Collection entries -
----
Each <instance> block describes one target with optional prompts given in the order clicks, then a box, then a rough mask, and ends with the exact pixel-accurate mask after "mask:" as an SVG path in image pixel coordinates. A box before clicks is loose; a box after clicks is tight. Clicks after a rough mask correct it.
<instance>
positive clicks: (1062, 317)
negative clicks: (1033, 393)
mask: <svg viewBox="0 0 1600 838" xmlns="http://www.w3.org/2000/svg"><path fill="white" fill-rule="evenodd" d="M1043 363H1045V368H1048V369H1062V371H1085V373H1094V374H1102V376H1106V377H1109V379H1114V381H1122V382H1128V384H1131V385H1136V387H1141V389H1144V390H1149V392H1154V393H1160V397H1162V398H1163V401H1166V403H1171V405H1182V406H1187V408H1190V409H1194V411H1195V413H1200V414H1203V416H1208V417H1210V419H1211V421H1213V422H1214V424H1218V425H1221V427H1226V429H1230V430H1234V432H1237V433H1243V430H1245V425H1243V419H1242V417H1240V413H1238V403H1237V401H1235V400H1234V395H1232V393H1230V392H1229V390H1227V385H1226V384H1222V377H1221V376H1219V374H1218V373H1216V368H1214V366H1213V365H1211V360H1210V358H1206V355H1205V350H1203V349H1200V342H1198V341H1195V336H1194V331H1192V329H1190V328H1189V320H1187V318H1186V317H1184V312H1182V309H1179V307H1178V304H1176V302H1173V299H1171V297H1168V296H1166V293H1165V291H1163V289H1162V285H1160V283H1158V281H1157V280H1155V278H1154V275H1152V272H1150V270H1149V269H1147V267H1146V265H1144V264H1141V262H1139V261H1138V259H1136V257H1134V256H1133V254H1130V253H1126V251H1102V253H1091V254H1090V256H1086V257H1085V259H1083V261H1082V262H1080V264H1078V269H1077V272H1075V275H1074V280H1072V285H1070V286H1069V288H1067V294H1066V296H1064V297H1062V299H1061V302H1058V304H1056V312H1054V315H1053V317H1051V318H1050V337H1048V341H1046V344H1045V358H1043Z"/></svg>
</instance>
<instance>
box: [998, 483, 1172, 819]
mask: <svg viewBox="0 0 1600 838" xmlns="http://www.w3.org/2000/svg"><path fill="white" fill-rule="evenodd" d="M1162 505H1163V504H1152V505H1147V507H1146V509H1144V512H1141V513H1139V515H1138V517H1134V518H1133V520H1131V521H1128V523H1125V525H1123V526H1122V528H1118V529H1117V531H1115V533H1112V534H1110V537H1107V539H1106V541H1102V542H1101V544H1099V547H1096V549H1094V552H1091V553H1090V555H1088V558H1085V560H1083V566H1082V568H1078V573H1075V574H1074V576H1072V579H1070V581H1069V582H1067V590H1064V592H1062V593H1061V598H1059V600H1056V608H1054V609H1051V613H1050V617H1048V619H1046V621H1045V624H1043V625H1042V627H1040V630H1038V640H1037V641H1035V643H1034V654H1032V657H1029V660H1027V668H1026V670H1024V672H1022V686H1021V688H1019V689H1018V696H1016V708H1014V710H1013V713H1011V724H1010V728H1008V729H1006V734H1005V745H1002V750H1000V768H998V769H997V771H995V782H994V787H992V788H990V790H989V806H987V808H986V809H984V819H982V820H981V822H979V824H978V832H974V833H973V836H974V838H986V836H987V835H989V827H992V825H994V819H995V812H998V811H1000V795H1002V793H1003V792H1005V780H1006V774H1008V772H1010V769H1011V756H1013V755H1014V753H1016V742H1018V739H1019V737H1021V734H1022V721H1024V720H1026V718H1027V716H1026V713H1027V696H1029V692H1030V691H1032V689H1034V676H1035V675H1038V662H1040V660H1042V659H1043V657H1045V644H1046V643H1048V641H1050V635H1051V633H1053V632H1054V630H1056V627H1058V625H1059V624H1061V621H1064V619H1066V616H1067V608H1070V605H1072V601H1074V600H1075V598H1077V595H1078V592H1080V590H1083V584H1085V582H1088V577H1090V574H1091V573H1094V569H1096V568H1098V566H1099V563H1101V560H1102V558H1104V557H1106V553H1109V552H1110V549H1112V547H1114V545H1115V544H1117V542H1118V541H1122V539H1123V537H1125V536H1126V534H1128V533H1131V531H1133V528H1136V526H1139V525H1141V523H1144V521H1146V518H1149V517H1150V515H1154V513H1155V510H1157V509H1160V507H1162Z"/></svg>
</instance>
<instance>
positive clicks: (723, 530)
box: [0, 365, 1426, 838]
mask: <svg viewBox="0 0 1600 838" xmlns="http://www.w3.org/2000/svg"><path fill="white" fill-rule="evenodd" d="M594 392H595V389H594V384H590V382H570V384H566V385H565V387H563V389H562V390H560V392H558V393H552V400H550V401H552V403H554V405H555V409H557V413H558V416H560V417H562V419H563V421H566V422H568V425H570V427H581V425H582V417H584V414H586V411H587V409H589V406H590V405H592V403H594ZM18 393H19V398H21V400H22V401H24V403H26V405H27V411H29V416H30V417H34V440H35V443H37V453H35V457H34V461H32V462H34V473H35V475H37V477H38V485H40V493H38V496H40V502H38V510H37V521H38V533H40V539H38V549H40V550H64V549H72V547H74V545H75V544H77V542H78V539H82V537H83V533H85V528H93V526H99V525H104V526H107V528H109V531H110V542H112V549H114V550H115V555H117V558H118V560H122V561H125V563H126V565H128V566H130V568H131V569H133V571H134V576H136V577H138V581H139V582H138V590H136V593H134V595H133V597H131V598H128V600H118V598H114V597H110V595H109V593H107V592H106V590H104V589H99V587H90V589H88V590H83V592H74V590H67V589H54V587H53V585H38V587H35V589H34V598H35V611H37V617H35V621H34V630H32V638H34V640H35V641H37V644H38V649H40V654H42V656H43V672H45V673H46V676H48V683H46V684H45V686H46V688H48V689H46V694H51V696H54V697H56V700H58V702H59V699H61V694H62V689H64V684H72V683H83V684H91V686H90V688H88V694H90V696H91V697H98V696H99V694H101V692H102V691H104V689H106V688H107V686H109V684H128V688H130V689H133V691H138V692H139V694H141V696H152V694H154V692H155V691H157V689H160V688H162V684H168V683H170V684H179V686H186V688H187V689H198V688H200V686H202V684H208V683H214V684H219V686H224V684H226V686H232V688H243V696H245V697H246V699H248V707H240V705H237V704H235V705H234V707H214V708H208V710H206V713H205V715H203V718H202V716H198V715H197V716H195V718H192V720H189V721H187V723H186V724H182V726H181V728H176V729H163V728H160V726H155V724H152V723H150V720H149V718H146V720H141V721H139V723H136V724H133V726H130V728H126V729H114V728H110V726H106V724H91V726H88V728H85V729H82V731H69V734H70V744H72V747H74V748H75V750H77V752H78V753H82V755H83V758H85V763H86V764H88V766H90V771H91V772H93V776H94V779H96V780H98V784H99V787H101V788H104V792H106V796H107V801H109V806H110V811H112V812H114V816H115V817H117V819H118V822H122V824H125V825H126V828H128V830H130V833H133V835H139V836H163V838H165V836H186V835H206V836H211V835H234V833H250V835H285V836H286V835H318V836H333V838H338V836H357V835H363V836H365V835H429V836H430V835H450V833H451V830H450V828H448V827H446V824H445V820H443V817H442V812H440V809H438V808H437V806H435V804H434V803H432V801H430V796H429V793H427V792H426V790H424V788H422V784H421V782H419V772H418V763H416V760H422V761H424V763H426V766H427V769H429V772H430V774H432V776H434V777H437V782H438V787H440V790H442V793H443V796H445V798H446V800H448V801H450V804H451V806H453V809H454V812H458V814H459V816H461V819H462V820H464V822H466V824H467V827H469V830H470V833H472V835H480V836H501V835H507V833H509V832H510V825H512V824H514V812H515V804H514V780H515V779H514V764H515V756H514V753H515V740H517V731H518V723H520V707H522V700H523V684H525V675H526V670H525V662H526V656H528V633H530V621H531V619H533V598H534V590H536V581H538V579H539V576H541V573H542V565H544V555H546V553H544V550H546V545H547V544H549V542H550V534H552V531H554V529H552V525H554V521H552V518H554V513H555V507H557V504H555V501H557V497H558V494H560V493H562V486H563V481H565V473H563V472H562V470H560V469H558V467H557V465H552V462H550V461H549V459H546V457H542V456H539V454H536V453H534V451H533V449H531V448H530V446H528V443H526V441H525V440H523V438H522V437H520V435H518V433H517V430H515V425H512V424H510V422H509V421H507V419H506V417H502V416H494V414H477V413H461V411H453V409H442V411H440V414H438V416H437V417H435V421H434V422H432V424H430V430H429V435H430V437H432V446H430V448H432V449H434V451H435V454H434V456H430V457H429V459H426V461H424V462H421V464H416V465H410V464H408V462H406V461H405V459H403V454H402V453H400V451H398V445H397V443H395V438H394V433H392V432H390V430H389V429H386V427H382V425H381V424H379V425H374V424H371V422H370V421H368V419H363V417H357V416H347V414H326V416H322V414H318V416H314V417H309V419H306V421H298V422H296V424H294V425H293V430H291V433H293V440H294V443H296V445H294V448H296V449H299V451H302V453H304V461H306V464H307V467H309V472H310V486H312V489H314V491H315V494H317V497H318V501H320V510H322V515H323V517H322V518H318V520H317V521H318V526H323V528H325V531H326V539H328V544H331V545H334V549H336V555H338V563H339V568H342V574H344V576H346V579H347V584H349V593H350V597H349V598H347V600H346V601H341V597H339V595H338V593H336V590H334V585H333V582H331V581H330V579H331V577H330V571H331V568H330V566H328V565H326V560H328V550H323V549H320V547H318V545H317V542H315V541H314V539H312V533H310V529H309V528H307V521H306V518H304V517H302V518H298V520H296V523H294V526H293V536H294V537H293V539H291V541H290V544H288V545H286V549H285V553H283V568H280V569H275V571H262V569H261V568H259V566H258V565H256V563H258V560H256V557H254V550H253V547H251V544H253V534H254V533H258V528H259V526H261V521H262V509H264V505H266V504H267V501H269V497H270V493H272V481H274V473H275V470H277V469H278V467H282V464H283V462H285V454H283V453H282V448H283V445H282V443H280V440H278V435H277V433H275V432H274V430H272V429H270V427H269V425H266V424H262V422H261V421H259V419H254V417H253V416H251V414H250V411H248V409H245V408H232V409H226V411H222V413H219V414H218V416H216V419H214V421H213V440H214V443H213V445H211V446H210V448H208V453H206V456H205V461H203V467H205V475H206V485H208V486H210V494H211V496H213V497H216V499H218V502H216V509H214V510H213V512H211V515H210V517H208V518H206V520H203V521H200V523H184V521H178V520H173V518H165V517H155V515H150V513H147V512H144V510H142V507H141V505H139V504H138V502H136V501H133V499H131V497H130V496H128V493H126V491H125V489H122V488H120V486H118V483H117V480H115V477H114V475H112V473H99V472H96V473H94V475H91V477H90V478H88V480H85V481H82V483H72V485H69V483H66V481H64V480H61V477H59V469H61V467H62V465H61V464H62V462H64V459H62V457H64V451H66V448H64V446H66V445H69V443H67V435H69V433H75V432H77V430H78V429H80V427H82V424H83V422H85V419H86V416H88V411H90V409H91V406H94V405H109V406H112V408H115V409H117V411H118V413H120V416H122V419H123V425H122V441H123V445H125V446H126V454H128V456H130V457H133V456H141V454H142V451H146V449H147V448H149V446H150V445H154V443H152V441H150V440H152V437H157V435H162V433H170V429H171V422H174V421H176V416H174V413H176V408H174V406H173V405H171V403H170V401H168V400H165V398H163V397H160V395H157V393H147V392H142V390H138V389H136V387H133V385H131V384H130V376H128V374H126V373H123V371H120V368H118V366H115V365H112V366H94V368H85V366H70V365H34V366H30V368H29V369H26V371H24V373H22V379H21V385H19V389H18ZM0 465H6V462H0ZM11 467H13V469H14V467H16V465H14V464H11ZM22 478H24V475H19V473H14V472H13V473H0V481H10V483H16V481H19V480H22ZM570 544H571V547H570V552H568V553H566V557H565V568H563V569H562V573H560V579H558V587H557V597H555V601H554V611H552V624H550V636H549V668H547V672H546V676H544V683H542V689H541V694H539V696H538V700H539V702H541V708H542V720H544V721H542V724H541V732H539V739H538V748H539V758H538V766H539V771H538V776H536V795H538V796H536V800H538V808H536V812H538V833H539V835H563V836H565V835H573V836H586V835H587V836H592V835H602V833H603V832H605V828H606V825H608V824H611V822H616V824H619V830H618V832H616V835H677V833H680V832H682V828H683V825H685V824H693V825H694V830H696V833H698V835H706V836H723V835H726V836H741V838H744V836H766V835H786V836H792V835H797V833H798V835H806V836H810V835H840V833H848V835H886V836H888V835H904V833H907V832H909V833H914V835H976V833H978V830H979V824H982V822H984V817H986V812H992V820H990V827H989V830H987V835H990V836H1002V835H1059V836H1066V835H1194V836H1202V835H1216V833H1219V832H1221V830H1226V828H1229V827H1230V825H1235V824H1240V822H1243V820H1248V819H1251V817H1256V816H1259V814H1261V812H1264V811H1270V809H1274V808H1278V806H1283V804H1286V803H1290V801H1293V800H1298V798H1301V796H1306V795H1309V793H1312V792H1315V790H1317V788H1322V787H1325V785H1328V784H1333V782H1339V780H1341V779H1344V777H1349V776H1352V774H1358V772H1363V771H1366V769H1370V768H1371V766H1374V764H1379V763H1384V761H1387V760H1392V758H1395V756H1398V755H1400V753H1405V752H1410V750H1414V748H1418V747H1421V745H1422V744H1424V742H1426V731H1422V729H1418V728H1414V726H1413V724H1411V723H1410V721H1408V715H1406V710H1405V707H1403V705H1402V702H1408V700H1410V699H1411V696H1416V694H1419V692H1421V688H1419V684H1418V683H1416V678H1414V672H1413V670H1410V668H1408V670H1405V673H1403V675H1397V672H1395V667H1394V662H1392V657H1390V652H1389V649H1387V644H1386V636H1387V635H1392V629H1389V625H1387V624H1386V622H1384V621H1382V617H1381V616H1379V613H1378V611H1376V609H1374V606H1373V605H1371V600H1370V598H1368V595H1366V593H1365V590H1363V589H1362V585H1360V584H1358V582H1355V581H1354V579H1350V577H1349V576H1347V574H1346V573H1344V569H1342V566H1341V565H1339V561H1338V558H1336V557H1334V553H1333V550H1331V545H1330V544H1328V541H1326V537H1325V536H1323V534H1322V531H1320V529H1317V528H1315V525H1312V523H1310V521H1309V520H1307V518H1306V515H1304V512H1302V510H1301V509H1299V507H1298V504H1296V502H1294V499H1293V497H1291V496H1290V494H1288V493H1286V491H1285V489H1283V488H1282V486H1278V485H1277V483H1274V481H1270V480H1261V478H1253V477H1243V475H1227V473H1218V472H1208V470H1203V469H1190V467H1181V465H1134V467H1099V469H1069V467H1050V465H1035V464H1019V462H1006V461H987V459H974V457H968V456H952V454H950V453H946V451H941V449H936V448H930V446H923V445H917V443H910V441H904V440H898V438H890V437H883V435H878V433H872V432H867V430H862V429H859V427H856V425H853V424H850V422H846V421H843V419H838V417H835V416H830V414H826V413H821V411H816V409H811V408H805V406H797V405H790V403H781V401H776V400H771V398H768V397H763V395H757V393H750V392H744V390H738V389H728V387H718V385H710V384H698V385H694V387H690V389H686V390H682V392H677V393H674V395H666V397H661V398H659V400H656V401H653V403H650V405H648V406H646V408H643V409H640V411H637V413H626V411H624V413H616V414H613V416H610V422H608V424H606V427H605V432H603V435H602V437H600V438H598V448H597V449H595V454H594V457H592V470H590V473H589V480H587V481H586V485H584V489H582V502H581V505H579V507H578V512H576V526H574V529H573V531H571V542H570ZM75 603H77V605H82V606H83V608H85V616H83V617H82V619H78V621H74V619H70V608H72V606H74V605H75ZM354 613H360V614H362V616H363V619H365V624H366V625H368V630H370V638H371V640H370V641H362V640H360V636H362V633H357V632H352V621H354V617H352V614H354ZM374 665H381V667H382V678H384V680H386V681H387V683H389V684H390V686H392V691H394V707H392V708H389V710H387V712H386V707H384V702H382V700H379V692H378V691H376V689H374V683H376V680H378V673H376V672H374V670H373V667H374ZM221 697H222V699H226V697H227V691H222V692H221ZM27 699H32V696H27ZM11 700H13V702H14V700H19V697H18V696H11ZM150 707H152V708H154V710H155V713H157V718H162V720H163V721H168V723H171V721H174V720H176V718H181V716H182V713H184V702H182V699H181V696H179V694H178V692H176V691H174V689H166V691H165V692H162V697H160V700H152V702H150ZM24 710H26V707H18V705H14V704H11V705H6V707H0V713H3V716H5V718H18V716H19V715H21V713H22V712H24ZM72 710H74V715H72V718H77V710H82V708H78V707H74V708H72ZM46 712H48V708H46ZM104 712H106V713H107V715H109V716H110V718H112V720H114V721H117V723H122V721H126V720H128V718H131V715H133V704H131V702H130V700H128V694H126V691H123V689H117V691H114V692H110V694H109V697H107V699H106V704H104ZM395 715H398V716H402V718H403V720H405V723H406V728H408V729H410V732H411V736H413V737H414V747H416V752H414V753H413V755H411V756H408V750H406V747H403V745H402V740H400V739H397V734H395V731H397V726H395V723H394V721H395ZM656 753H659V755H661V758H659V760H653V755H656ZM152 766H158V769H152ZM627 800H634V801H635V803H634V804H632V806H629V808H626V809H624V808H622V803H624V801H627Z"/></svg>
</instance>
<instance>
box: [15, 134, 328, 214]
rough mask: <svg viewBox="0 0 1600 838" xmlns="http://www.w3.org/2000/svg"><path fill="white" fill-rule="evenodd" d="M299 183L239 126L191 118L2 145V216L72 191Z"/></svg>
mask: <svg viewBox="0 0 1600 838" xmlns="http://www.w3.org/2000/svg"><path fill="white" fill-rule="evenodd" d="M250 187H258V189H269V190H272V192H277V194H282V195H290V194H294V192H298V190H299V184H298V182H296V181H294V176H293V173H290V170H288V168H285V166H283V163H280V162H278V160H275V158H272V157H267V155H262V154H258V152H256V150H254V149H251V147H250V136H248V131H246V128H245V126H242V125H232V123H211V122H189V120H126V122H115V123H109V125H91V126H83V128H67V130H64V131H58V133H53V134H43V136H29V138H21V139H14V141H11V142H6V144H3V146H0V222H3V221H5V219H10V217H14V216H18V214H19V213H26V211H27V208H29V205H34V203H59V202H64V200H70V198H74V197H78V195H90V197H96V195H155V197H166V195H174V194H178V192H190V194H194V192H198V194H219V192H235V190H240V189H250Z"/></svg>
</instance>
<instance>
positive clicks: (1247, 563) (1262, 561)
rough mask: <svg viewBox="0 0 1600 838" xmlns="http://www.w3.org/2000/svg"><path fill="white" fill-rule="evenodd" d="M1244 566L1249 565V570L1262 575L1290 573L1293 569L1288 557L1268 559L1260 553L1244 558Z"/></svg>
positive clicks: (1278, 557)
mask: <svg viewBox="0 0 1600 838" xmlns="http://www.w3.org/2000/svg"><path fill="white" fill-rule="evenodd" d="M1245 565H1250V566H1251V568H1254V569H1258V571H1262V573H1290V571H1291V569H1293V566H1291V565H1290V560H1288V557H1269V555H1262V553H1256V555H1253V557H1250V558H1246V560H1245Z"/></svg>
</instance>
----
TASK - Please show each line in the records above that contains "clicks".

RESPONSE FOR THIS EXERCISE -
Each <instance> block describes one target with optional prompts given in the order clicks, then a box, then a rough mask, and ends with the exact pixel-accurate mask after "mask:" as an SVG path in image pixel coordinates. A box before clicks is loose; a box after clicks is tight. Clicks after a rough mask correct it.
positive clicks: (1062, 317)
negative clicks: (1033, 393)
positive clicks: (723, 530)
positive clicks: (1247, 563) (1262, 561)
positive clicks: (1278, 557)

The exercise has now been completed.